- TEXT PROVIDED -
<<<<
I have a friend who spent a year in Nunavut, the third territory in Canada’s vast north. There are many interesting facts about Nunuvat. First of all, the territory covers almost a million square miles of land and water, including most of the Arctic and all the islands in Hudson Bay and James Bay. If you were to open up an atlas to Canada, the area covers the top half of the double page. If Nunavut were a country, it would be the 15th largest in land mass in the world, but despite its size, only about 30,000 people live there.

Another interesting fact about Nunavut is that in the dead of winter, the sun appears for less than an hour in some places, which means people live in complete darkness for a large portion of the winter.

My friend, who spent the year there teaching, said the darkness seeps into your bones until you feel like there is no hope. The suicide rate of Nunavut, for a number of reasons, is six times higher than the national average.

Have you ever found yourself in complete darkness? Perhaps the power went out in a storm at night or you were camping in the woods on a cloudy night when the darkness was thick. You might have groped around for familiar pieces of furniture or your flashlight. Remember the sense of relief when the flashlight turned on and your path was lit up again? Perhaps you know someone who is visually impaired who lives his or her days in darkness.
>>>>
- DATA EXCERPT -
<<<<
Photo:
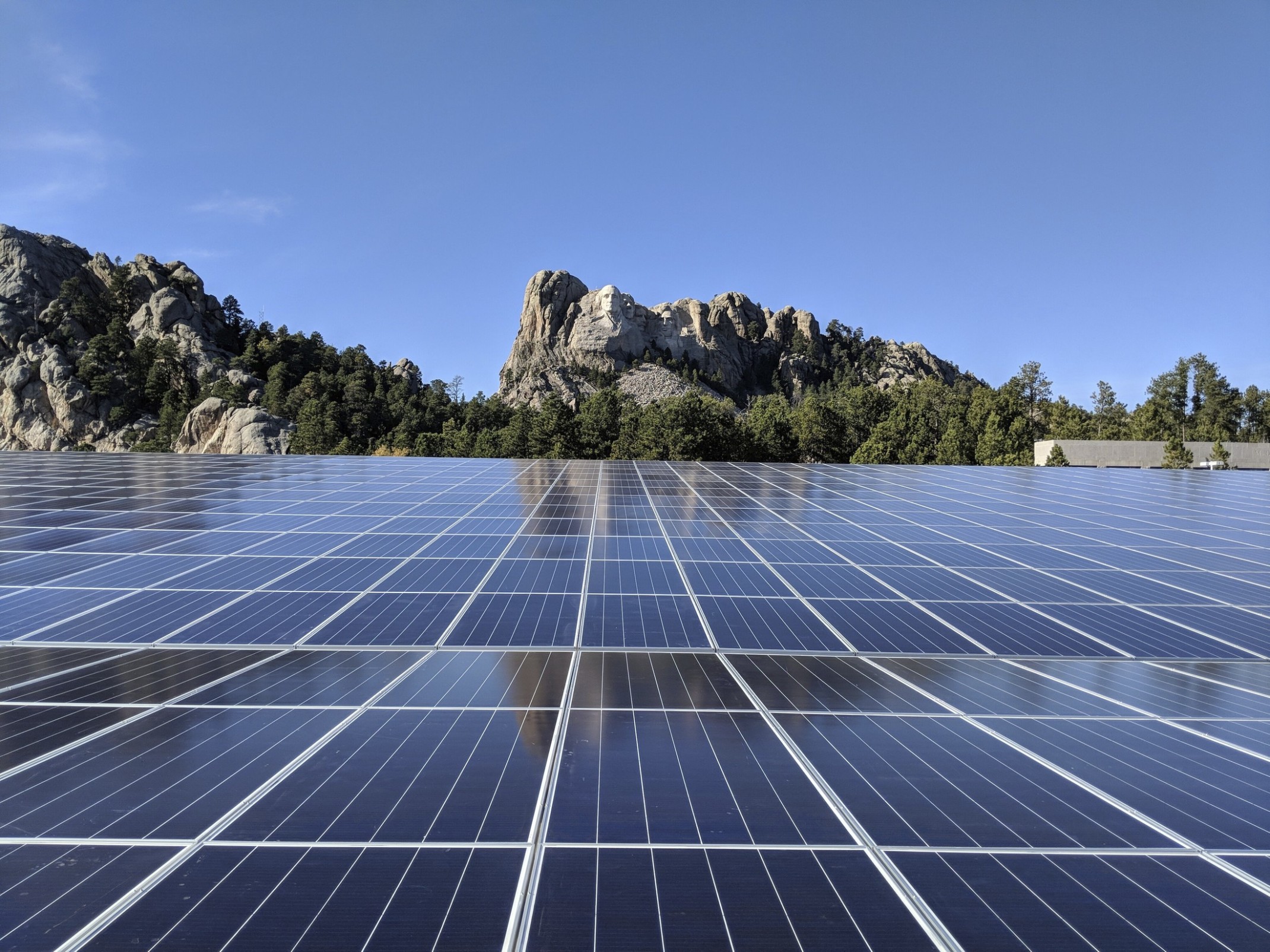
>>>>
- WRITTEN TASK A -
According to the passage about Nunavut, roughly how many people live in the territory?
- WRITTEN TASK B -
Please carry on the passage about Nunavut, starting right after its final sentence.

- OUTPUT A -
About 30,000 people.

- OUTPUT B -
The Bible uses light and darkness often as a means to teach about the wonderful light that is Jesus Christ. In a world of sin where you may feel life’s darkness closing in on you, the Bible gives us hope. Isaiah 60:1-3 gives us a picture of Jesus’ coming to shed his light on the earth:

Arise, Jerusalem! Let your light shine for all to see.
 For the glory of the Lord rises to shine on you.
Darkness as black as night covers all the nations of the earth,
 but the glory of the Lord rises and appears over you.
All nations will come to your light;
 mighty kings will come to see your radiance.
In John 1:6-9, we read about God’s preparation for Jesus’ arrival on this earth, and the dominant image is the light that Christ will bring to the world:

God sent a man, John the Baptist, to tell about the light so that everyone might believe because of his testimony. John himself was not the light; he was simply a witness to tell about the light. The one who is the true light, who gives light to everyone was coming into the world. (NLT)
Later, in John 8:12, Jesus makes the image of himself as light even more vivid for us: “I am the light of the world. If you follow me, you won’t have to walk in darkness, because you will have the light that leads to life.

One of the most famous Bible passages, one that has been turned into song countless times, can be found in Psalm 119:105: “Your word is a lamp to guide my feet and a light for my path” (NLT).

I like this image. I don’t know about you, but as I walk life’s dark paths with my family, friends, and colleagues, having the light of Jesus Christ to shine on my way give me peace. I can trust that I won’t stumble, that I will see hazards ahead, and that my aggressors will see me coming and know what I’m about. It’s a peace that passes all understanding.

Wherever you are in the northern or southern hemisphere, however light or dark your days, may Jesus’ light shine upon your face today.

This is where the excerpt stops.